CEL ZADANIA:
Odpowiedz krótko na podstawie tekstu o filmie wizerunkowym EY:
1. Od kiedy Jacek Kędzior staje się nowym Partnerem Zarządzającym w EY?
2. Ile dokładnie trwa film?
3. Ile osób w nim wystąpiło?

PODANY TEKST:
►

Parę dni temu w internetach, a będąc bardziej dokładną: na fejsie, gdy nie miałam ani czasu, ani zbytniej potrzeby przyswajania jakichkolwiek korporacyjnych newsów, ktoś z moich znajomych kliknął w post informujący o zmianach personalnych w EY. Ktoś inny entuzjastycznie skomentował “iłajową” strategię komunikacji. Ktoś obsługujący fanpage marki puścił wpis sponsorowany. I się rozeszło. Z ust do ust, między monitorami, aż wreszcie dopadło i mnie. Film wizerunkowy z Jackiem Kędziorem w roli głównej aż krzyczał, żeby go otworzyć.
Miała w nim być zapowiedź, że od 1 stycznia 2014 r. staje się on nowym Partnerem Zarządzającym w EY i zastępuje pełniącego tę funkcję przez ostatnie 23 lata Duleepa Aluwihare. A wiadomo – gdy nowa osoba przejmuje ster nad największą na polskim rynku firmą audytorsko-doradczą, wśród pracowników, klientów, inwestorów i partnerów muszą pojawić się domysły, nadinterpretacje i głosy zwątpienia. Sztuką jest więc przedstawienie tej informacji w taki sposób, aby wyeliminować jak najwięcej negatywnych emocji i zapewnić wszystkich interesariuszy, że przedsiębiorstwo będzie w dobrych rękach. Kliknęłam więc “play” i po-szło!
“Wszystko zaczęło się w 1994 r.”
Cztery minuty i dwie sekundy. Tyle dokładnie twórcy filmu potrzebowali na opowiedzenie historii o nowym Partnerze Zarządzającym. Fakt, że Jacek Kędzior jest “na językach”, wykorzystano nieco bardziej dosłownie i zaproszono jego współpracowników do podzielenia się opiniami i historiami na jego temat. Postawiono więc na dość ryzykowną (bo zbyt często nudną, “sztywną” i po prostu przewidywalną) formułę “gadających głów”. W efekcie w filmie tym wystąpiło 10 osób: główny bohater, jego dotychczasowy szef, inni Partnerzy z EY oraz jego asystentka. I wiecie co? Cały czas nie mogę się nadziwić, że im się udało zrobić coś tak przekonującego i wiarygodnego.
Jeżeli po obejrzeniu tego filmu nachodzi Was myśl, że nie ma w nim nic nadzwyczajnego, prawdopodobnie macie rację. Na pewno nie znajdziemy tu olśniewających kadrów, poruszającej muzyki czy wyjątkowej scenerii. “Tylko” zbliżenia na ludzi w garniturach, którzy mówią dobrze o swoim przyszłym szefie. I to właśnie w opowieści tkwi moc tej kreacji. A właściwie w sześciu zgrabnie złożonych odpowiedziach na pytania, które pojawiają się na ekranie:
- Jak wyglądała Twoja ścieżka kariery?
- Pamiętasz swoje pierwsze dni w pracy?
- Co jest ważne dla Ciebie jako lidera?
- Twoja filozofia podejścia do klienta?
- Czego nikt nie wie o Jacku Kędziorze?
- Co robisz w wolnych chwilach?

◄

WYODRĘBNIONE DANE:
►

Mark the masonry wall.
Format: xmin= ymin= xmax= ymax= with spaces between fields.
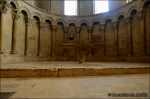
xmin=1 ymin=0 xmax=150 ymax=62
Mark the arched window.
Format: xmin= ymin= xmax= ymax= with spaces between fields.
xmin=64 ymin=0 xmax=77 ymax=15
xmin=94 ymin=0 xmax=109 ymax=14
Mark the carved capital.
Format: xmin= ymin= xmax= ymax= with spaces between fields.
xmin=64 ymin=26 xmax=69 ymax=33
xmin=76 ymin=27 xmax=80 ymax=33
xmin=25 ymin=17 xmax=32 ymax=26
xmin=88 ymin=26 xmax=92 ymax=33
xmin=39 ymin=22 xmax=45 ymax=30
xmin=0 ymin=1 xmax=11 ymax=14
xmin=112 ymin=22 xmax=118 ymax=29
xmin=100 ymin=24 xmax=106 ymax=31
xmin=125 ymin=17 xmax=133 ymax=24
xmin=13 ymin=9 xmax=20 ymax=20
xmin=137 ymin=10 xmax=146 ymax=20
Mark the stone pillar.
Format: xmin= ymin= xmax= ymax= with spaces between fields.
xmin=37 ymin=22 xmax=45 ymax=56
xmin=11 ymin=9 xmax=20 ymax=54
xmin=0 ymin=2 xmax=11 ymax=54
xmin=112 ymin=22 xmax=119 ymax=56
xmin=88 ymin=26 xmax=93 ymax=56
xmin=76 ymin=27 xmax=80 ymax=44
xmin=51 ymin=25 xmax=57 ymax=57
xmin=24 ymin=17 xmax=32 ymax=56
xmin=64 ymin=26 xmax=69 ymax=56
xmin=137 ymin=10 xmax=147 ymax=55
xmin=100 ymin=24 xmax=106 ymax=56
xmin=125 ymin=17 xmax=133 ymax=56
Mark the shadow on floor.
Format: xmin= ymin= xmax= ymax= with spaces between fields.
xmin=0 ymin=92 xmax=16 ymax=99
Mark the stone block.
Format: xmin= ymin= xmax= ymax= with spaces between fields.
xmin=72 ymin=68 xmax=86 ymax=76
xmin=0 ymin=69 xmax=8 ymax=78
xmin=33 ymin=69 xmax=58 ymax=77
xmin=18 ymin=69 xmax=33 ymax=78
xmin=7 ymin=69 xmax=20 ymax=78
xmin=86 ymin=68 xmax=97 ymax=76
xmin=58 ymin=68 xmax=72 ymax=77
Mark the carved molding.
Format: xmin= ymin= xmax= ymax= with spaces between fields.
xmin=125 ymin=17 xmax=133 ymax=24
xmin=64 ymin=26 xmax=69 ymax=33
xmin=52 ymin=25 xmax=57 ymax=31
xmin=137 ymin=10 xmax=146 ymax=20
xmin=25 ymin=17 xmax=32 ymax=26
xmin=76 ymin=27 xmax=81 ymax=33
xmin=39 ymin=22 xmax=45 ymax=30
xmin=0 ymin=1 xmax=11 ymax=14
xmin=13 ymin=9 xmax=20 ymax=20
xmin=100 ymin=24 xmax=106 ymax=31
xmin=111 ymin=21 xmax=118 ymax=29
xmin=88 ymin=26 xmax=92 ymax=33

◄
►

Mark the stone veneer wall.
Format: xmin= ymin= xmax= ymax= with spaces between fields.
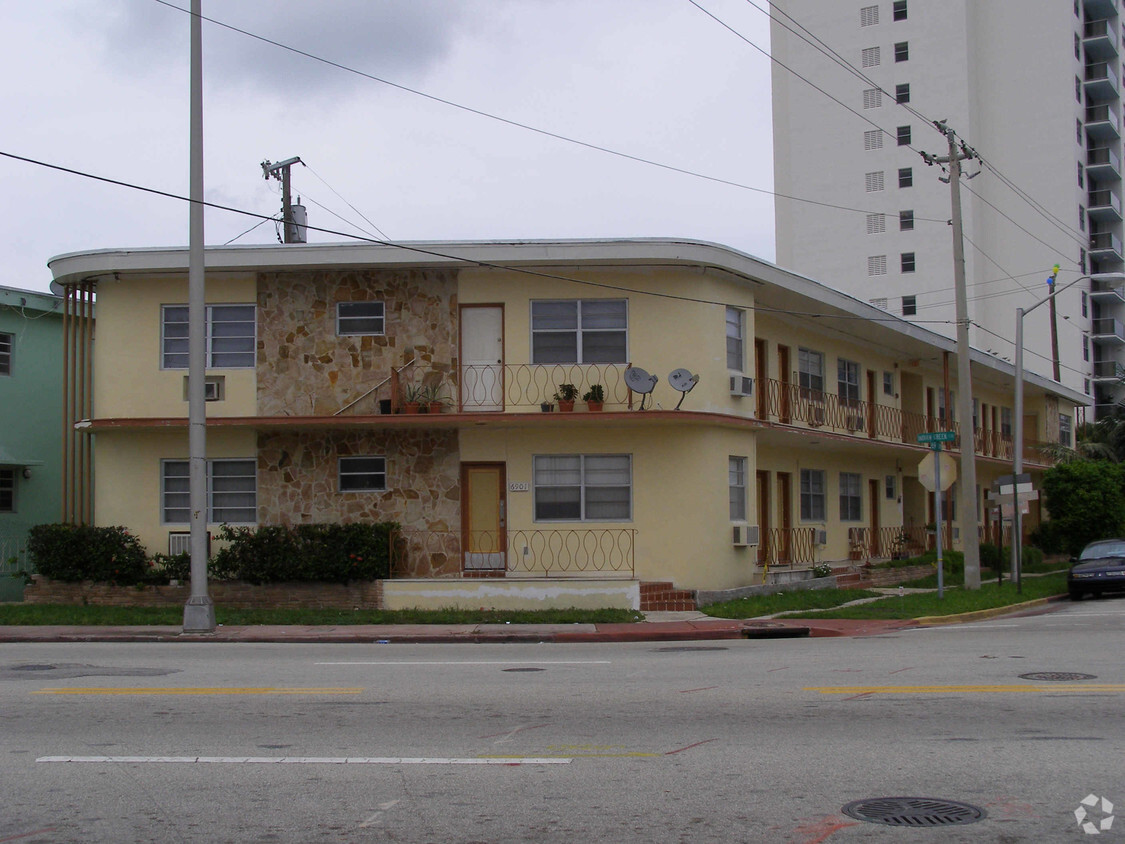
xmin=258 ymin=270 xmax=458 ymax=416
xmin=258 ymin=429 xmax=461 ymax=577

◄
►

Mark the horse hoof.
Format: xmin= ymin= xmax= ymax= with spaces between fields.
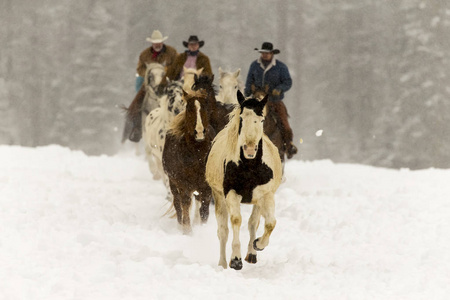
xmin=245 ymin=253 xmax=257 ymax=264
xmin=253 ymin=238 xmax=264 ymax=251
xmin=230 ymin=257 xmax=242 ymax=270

◄

ROZWIĄZANIE ZADANIA:
1. Od 1 stycznia 2014 r.
2. Cztery minuty i dwie sekundy.
3. 10 osób.